Set problem 1.
In the article on ranging over Go strings, rewrite the stretch from "Go 1.22 Per-iteration" through "directive in go.mod.", substituting "Function literals" for "Closures".

# start of Article

The two orphan bytes of the incomplete sequence each produce their own U+FFFD.

Edge Case 6: String containing the replacement character U+FFFD

If a string legitimately contains U+FFFD (encoded as valid UTF-8: \xef\xbf\xbd), range produces it as a normal rune — indistinguishable from U+FFFD produced by invalid UTF-8:

package main

import "fmt"

func main() {
    // Valid U+FFFD encoded in UTF-8
    valid := "\uFFFD"
    // Invalid byte that will be decoded as U+FFFD
    invalid := "\xff"

    for _, r := range valid {
        fmt.Printf("valid:   U+%04X\n", r) // U+FFFD
    }
    for _, r := range invalid {
        fmt.Printf("invalid: U+%04X\n", r) // U+FFFD
    }
    // Both produce the same rune value — they are indistinguishable
    // To distinguish them, use unicode/utf8.DecodeRuneInString and check the size
}

Edge Case 7: NUL bytes in strings

NUL (\x00, U+0000) is a valid single-byte UTF-8 character. It does not terminate the string or cause special behavior:

package main

import "fmt"

func main() {
    s := "a\x00b\x00c"
    fmt.Printf("len: %d\n", len(s)) // 5

    for i, r := range s {
        fmt.Printf("byte[%d] = U+%04X\n", i, r)
    }
    // byte[0] = U+0061  ('a')
    // byte[1] = U+0000  (NUL)
    // byte[2] = U+0062  ('b')
    // byte[3] = U+0000  (NUL)
    // byte[4] = U+0063  ('c')
}

Edge Case 8: Reassigning the string variable during iteration

The range expression is evaluated once. Reassigning the variable does not affect iteration:

package main

import "fmt"

func main() {
    s := "abc"
    for i, r := range s {
        if i == 0 {
            s = "xyz" // does NOT change iteration
        }
        fmt.Printf("%c ", r) // prints: a b c (NOT x y z)
    }
    fmt.Println()
    fmt.Println("s is now:", s) // s is now: xyz
}

8. Version History

Version Change
Go 1.0 for i, r := range s over strings introduced. Iterates over Unicode code points with byte indices. Invalid UTF-8 produces U+FFFD with 1-byte advance.
Go 1.4 for range s { } with no iteration variables allowed (previously required at least one variable).
Go 1.22 Per-iteration loop variable semantics: each iteration of for i, r := range s creates new i and r variables. Closures capture per-iteration values. Controlled by go directive in go.mod.

# end of Article
# start of Dataset extract

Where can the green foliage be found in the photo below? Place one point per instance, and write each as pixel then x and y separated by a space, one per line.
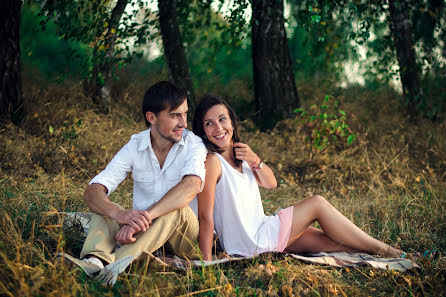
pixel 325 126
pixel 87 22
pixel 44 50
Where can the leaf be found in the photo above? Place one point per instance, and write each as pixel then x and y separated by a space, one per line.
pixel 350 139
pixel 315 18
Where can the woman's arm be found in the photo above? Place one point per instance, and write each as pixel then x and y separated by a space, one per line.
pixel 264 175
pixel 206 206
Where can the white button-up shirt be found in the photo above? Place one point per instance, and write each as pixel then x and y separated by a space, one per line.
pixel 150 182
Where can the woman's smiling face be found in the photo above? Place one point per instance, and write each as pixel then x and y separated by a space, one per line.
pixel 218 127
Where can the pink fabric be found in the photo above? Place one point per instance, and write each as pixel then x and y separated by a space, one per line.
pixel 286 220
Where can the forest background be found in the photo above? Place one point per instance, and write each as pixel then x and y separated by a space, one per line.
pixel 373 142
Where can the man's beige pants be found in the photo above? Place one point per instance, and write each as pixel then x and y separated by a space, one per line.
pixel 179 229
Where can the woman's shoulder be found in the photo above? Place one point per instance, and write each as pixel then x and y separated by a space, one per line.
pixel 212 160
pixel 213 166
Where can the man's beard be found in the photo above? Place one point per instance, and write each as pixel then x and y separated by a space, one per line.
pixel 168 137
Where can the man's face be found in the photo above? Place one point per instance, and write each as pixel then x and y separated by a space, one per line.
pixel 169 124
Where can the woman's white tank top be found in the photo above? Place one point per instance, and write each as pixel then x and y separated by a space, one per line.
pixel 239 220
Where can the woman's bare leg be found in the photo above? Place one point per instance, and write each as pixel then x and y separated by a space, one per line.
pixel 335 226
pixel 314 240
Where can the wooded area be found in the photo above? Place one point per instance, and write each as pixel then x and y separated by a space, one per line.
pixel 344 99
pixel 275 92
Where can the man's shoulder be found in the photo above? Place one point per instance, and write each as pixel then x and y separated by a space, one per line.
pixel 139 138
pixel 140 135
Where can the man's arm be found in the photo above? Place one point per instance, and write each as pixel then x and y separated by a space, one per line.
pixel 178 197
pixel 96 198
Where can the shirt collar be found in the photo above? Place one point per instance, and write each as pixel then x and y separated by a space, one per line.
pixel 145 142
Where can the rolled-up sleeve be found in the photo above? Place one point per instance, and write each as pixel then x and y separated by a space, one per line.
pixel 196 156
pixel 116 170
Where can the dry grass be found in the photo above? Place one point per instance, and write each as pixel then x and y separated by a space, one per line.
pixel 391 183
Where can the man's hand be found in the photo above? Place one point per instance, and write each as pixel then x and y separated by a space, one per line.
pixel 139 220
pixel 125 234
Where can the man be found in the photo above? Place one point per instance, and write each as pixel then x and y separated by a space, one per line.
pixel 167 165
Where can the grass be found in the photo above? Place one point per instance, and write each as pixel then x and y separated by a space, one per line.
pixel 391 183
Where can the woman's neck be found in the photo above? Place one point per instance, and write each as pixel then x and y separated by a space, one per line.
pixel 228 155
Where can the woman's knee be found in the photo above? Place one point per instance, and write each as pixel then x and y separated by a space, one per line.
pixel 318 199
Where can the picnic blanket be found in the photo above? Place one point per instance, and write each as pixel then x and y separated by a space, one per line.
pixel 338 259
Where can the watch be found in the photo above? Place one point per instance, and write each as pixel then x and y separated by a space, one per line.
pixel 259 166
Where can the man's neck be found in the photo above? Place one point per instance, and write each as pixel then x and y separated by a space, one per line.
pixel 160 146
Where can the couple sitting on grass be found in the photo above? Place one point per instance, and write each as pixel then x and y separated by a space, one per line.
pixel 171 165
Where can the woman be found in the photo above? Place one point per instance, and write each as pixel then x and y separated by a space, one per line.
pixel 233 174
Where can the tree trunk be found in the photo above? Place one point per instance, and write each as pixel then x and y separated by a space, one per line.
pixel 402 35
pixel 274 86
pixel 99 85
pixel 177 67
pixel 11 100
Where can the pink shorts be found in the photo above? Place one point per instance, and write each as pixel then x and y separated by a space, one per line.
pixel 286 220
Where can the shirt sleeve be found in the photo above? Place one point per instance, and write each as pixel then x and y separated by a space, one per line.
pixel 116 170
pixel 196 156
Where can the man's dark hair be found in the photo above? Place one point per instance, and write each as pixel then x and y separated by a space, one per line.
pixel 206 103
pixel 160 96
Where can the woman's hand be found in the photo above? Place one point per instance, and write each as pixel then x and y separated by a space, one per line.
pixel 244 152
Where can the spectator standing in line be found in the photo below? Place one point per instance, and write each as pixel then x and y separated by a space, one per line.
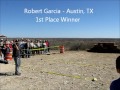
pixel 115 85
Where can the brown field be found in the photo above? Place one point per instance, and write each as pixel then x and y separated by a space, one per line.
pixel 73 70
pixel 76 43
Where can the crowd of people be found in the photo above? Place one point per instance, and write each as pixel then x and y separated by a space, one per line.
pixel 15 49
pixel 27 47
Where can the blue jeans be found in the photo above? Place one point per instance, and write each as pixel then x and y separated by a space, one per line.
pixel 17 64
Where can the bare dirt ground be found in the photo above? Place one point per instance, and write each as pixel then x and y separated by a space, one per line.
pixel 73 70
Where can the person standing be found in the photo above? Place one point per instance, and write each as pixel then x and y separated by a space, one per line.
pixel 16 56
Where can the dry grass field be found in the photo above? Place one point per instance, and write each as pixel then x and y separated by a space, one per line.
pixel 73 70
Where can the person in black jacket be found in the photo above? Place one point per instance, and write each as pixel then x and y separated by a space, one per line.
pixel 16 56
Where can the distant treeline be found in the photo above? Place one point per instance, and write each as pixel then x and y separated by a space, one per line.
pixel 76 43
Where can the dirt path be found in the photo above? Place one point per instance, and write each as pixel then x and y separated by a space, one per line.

# end of Dataset extract

Set problem 2.
Print the stretch of the entries from the line containing "Where can the man's hand" through the line containing "pixel 228 155", unchanged.

Worked answer 1.
Go 1.22 Per-iteration loop variable semantics: each iteration of for i, r := range s creates new i and r variables. Function literals capture per-iteration values. Controlled by go directive in go.mod.

Worked answer 2.
Where can the man's hand be found in the photo above? Place one point per instance, and write each as pixel then x and y separated by a space, one per line.
pixel 139 220
pixel 125 234
Where can the man be found in the photo above? Place one point per instance, and write each as pixel then x and y separated by a space, one per line.
pixel 167 165
Where can the grass be found in the photo above? Place one point per instance, and write each as pixel then x and y separated by a space, one per line.
pixel 391 183
Where can the woman's neck be found in the photo above? Place one point per instance, and write each as pixel then x and y separated by a space, one per line.
pixel 228 155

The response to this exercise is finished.